## HOW TO COMPLETE THIS TASK
Return each entry exactly, omitting nothing.

## DATA RECORDS
+---+

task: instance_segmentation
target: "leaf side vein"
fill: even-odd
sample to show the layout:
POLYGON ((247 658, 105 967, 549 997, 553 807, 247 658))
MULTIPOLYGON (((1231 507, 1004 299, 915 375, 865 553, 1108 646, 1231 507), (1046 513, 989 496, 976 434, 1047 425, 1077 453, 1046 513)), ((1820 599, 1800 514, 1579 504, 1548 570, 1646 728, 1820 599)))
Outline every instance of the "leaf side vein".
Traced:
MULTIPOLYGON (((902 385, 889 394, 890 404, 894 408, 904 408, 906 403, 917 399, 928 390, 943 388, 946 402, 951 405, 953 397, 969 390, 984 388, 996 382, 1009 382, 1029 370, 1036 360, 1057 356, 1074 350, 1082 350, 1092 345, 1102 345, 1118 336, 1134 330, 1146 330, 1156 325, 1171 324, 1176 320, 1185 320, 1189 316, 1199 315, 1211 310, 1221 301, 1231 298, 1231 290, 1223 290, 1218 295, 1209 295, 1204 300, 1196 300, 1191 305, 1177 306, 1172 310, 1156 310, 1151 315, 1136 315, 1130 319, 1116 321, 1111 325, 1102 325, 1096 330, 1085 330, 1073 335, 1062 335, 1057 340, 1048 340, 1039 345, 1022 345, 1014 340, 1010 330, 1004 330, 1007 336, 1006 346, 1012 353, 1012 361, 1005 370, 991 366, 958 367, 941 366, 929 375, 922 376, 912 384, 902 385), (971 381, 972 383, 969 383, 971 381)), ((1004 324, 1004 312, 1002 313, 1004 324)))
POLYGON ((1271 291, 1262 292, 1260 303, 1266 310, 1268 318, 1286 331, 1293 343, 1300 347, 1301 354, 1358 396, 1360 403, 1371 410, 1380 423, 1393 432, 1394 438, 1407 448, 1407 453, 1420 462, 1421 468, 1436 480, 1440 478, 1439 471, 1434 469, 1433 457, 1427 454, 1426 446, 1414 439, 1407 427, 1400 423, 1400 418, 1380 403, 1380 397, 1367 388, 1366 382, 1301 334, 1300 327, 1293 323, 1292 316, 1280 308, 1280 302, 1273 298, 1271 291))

+---+

## RESULT OF THIS TASK
task: instance_segmentation
target: "leaf side vein"
fill: even-odd
sample to show the layout:
POLYGON ((247 658, 105 967, 549 997, 553 807, 247 658))
MULTIPOLYGON (((1231 507, 1004 299, 915 375, 865 553, 1108 646, 1231 507), (1046 513, 989 496, 976 434, 1047 425, 1077 453, 1046 513)), ((1820 599, 1800 514, 1579 504, 1548 570, 1646 728, 1820 599)))
Outline every instance of the "leaf side vein".
Traced:
MULTIPOLYGON (((902 385, 889 394, 890 404, 894 408, 904 408, 906 403, 917 399, 928 390, 943 388, 946 402, 951 405, 953 397, 969 390, 984 388, 996 382, 1009 382, 1029 370, 1036 360, 1057 356, 1074 350, 1082 350, 1092 345, 1102 345, 1118 336, 1134 330, 1146 330, 1156 325, 1171 324, 1176 320, 1185 320, 1189 316, 1199 315, 1211 310, 1221 301, 1231 298, 1231 290, 1223 290, 1218 295, 1209 295, 1204 300, 1196 300, 1191 305, 1177 306, 1172 310, 1156 310, 1151 315, 1136 315, 1130 319, 1116 321, 1111 325, 1102 325, 1096 330, 1085 330, 1073 335, 1062 335, 1057 340, 1048 340, 1039 345, 1022 345, 1014 340, 1010 330, 1004 330, 1007 336, 1006 346, 1012 353, 1012 361, 1005 370, 991 366, 958 367, 941 366, 929 375, 922 376, 912 384, 902 385), (971 381, 972 383, 969 383, 971 381)), ((1004 324, 1004 312, 1002 313, 1004 324)))
POLYGON ((1271 291, 1262 292, 1260 303, 1266 310, 1268 318, 1286 331, 1293 343, 1300 347, 1301 354, 1358 396, 1360 403, 1371 410, 1380 423, 1393 432, 1394 438, 1407 448, 1407 453, 1420 462, 1421 468, 1436 480, 1440 478, 1439 471, 1434 469, 1433 457, 1427 454, 1426 446, 1414 439, 1407 427, 1400 423, 1400 418, 1380 403, 1380 397, 1367 388, 1366 382, 1301 334, 1300 327, 1293 323, 1292 316, 1280 308, 1280 302, 1273 298, 1271 291))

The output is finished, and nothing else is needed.